GOAL OF THE EXERCISE
Transcribe every line of the listing below verbatim, omitting the pictures.
***
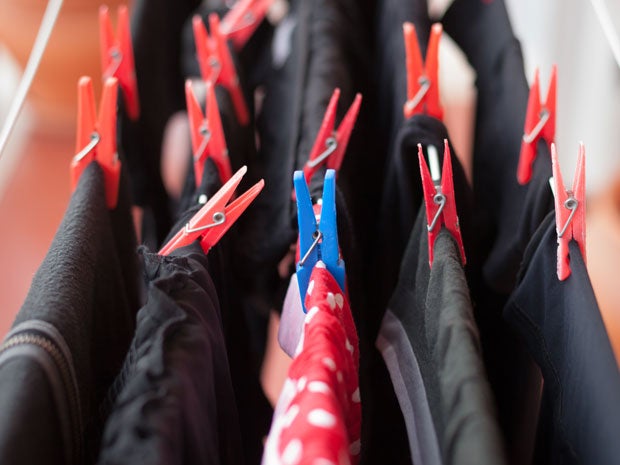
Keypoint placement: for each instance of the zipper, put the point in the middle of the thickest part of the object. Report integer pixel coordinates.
(46, 339)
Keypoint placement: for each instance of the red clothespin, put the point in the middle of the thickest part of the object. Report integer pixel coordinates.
(570, 211)
(207, 134)
(422, 78)
(439, 198)
(539, 123)
(330, 146)
(243, 19)
(117, 57)
(96, 137)
(212, 221)
(216, 64)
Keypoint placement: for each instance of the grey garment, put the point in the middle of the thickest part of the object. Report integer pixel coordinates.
(440, 336)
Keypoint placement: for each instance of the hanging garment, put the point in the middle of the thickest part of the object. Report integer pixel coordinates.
(174, 397)
(562, 328)
(318, 415)
(506, 213)
(156, 33)
(318, 47)
(70, 337)
(431, 345)
(241, 333)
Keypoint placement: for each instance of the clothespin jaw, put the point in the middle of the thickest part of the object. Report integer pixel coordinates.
(317, 242)
(439, 200)
(117, 57)
(207, 134)
(243, 19)
(570, 211)
(216, 64)
(539, 124)
(96, 136)
(330, 146)
(215, 218)
(422, 77)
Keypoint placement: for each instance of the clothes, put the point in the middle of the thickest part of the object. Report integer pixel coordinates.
(318, 415)
(431, 345)
(561, 325)
(506, 213)
(70, 337)
(175, 399)
(241, 331)
(156, 33)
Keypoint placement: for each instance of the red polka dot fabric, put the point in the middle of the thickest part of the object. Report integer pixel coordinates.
(318, 415)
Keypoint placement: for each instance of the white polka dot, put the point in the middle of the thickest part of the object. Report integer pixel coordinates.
(322, 462)
(319, 387)
(311, 314)
(355, 447)
(289, 417)
(292, 453)
(321, 418)
(349, 346)
(331, 300)
(329, 363)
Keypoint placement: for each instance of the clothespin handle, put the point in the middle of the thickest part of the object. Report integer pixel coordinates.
(439, 199)
(117, 58)
(422, 77)
(330, 145)
(207, 134)
(216, 64)
(539, 124)
(243, 19)
(96, 137)
(570, 211)
(215, 218)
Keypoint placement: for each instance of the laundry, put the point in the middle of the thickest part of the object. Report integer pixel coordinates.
(275, 252)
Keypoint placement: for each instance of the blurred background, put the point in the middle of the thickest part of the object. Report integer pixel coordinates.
(34, 174)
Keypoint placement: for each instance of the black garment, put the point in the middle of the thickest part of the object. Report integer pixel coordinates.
(175, 399)
(507, 214)
(431, 345)
(70, 337)
(156, 27)
(240, 329)
(327, 50)
(562, 327)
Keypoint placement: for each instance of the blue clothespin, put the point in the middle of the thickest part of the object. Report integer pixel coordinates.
(317, 242)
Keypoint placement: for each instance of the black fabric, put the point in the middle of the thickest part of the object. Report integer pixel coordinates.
(176, 404)
(242, 333)
(156, 33)
(87, 289)
(561, 324)
(434, 309)
(507, 214)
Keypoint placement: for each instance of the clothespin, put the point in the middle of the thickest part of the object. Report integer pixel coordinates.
(330, 146)
(317, 242)
(216, 64)
(422, 77)
(243, 19)
(570, 210)
(117, 57)
(96, 136)
(439, 199)
(212, 221)
(539, 123)
(207, 134)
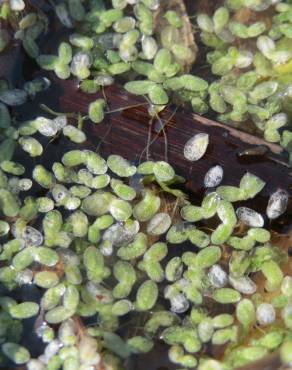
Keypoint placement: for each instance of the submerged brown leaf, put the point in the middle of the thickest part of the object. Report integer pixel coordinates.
(185, 34)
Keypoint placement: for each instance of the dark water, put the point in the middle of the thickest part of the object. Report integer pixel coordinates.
(18, 68)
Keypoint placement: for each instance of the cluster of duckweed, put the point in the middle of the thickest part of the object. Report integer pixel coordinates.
(94, 236)
(147, 44)
(250, 54)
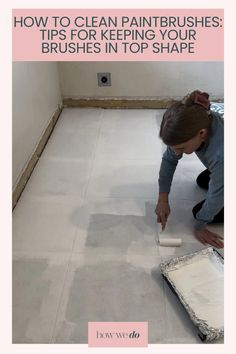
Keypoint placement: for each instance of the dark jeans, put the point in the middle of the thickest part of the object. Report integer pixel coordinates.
(203, 181)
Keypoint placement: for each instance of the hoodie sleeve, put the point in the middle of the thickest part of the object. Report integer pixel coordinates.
(168, 165)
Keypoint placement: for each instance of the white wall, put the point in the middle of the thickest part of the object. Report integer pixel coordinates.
(36, 95)
(141, 79)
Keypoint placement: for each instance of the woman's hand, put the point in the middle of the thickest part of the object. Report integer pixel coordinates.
(207, 237)
(162, 211)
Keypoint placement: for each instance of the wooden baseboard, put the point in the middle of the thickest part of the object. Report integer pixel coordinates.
(121, 103)
(118, 103)
(34, 159)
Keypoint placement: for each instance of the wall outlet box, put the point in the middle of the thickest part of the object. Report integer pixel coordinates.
(104, 79)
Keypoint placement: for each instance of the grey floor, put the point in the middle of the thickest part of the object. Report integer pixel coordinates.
(84, 231)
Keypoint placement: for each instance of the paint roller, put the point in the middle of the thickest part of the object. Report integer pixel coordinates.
(168, 242)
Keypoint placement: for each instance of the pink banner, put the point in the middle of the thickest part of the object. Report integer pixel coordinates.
(118, 34)
(118, 334)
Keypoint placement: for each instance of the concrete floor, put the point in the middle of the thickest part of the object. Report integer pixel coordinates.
(84, 231)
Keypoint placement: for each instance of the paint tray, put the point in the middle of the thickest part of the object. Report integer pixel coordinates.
(198, 281)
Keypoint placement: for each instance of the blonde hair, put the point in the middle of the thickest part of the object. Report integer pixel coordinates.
(184, 119)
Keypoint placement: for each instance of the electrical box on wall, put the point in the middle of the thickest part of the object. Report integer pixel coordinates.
(104, 79)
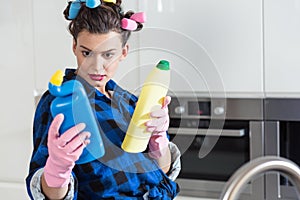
***
FULL SOLUTION
Keypoint placement: for each instance of the zipper, put the point in the middle of the thickest part of the object. Report integer pixel coordinates.
(46, 339)
Keypoint placement: for each instance of the red clothespin, put the point in the middle of the thickest part of the object. Report integer pixel coordinates.
(570, 211)
(207, 134)
(422, 78)
(439, 198)
(539, 123)
(330, 146)
(243, 19)
(117, 57)
(96, 137)
(212, 221)
(216, 64)
Keypoint placement: for each instance of the grey garment, put the point in the middle of the thickest part of the object. Report integer pixel coordinates.
(440, 336)
Keypoint placement: for each instance of the hanging garment, put the point in the middle of the thickest part of the object. Report integer pixel coordinates.
(174, 397)
(562, 328)
(318, 415)
(506, 213)
(156, 33)
(318, 47)
(70, 337)
(431, 345)
(241, 333)
Keypoint placement: for each instance of the clothespin jaw, put the point in the middle of the thickest part of the object. Report integer pixel coordinates.
(317, 242)
(439, 200)
(117, 57)
(207, 134)
(243, 19)
(570, 211)
(216, 64)
(539, 124)
(96, 136)
(330, 146)
(215, 218)
(422, 77)
Keypoint placement: for each instance of the clothes, put the point in the middle of the thickest part of the object. Report integer pixel coordinates.
(318, 415)
(431, 345)
(561, 325)
(506, 213)
(70, 337)
(175, 399)
(241, 331)
(156, 33)
Keypoint placement: for each instance of the red polka dot fabric, put the point in the middle of the thickest part of the object. Report integer pixel coordinates.
(318, 415)
Keypoint placement: for each instance of the white polka dot, put the point in the middle of the thickest part of the object. Report integer pixel coordinates.
(322, 462)
(319, 387)
(311, 314)
(355, 447)
(289, 417)
(292, 453)
(321, 418)
(349, 346)
(331, 300)
(329, 363)
Keypoint placement: for each instance of the clothespin handle, put the point in the middle of the thickest part of the object. Report integer pixel coordinates.
(439, 199)
(117, 58)
(422, 77)
(330, 145)
(207, 134)
(216, 64)
(539, 124)
(243, 19)
(96, 137)
(570, 211)
(215, 218)
Keypoint placement: for each instance of the laundry, put the point in the middle of the thickest part of the object. Report integer pixel coordinates.
(275, 252)
Keypoint placement: for each instance of the blurred background, put the point in the middle of the thickest part of the object. Report integer pixel coordinates.
(34, 174)
Keypoint placement: for each instance of the black garment, put the point in the middle of the thickest part of the object. Report integer pixel coordinates.
(175, 399)
(507, 214)
(431, 345)
(70, 337)
(156, 27)
(240, 329)
(327, 50)
(562, 327)
Keypoint placement: for each instance of the blue clothespin, put the point in the middle of the thickest part of the object. Report integer pixel coordinates.
(317, 242)
Keypoint placement: for each instance of the black fabric, put the point in the middle of the thickest part of the object. Report integer pixel coordinates.
(176, 404)
(242, 333)
(156, 33)
(87, 289)
(561, 324)
(434, 309)
(507, 214)
Keypoint placement: for each instance of the clothespin, put the point in the middle of the thickest part of the object. Report integer pixel coordinates.
(330, 146)
(317, 242)
(216, 64)
(422, 77)
(243, 19)
(570, 210)
(117, 57)
(96, 136)
(439, 199)
(212, 221)
(539, 123)
(207, 134)
Keypoint placement: for each instance of the submerged brown leaf, put the point in the middle of the thickest part of the object. Report integer pixel coordinates.
(185, 34)
Keypoint placement: for each instance of the dark water, put the point in the middle of the thickest part of the object. Report integer pixel coordinates.
(18, 68)
Keypoint placement: for each instance of the cluster of duckweed, put the point in the middle of the thickest part of the object. Report integer pixel coordinates.
(94, 236)
(147, 44)
(250, 54)
Keypoint placement: for each instance of the dark jeans, put the point in the middle of the thickest part of the object. Report integer pixel coordinates.
(203, 181)
Keypoint placement: for each instance of the hoodie sleeve, put the point in the middle of the thickest part of the object. Report integer pixel coordinates.
(168, 165)
Keypoint placement: for each instance of the white wall, put the point in the middle of the thickest part of the object. Report integer pixel coordinates.
(36, 95)
(141, 79)
Keypoint placement: for each instance of the woman's hand, put the point in the middle of the thickest part of the object. Report integer pixel coordinates.
(207, 237)
(162, 211)
Keypoint placement: for each instance of the wooden baseboard, put the point in the middle of the thickest part of the object. Report integer pixel coordinates.
(121, 103)
(118, 103)
(34, 159)
Keypoint placement: for each instance of the wall outlet box, put the point in the middle of the thickest part of the object. Report integer pixel coordinates.
(104, 79)
Keypoint placement: for each instance of the grey floor, put the point in the middle of the thickest part of the object. Report integer pixel coordinates.
(84, 231)
Keypoint placement: for each instance of the paint roller, put the point in the middle of the thickest part of the object. Report integer pixel coordinates.
(168, 242)
Keypoint placement: for each instance of the pink banner, put the point in the middle of the thickest part of the object. Report integer pixel coordinates.
(118, 34)
(118, 334)
Keypoint placement: for each instance of the concrete floor, put the point in the middle of the thickest part of the object. Report integer pixel coordinates.
(84, 231)
Keypoint placement: for each instance of the paint tray, put the point in the middle of the thickest part of the object. Report integer pixel coordinates.
(198, 281)
Keypoint placement: for each instance of the blonde hair, put the point in the middle of the thickest part of the object. Report integer pixel coordinates.
(184, 119)
Keypoint placement: for each instance of the electrical box on wall, put the point in the middle of the thickest part of the object. Report integer pixel coordinates.
(104, 79)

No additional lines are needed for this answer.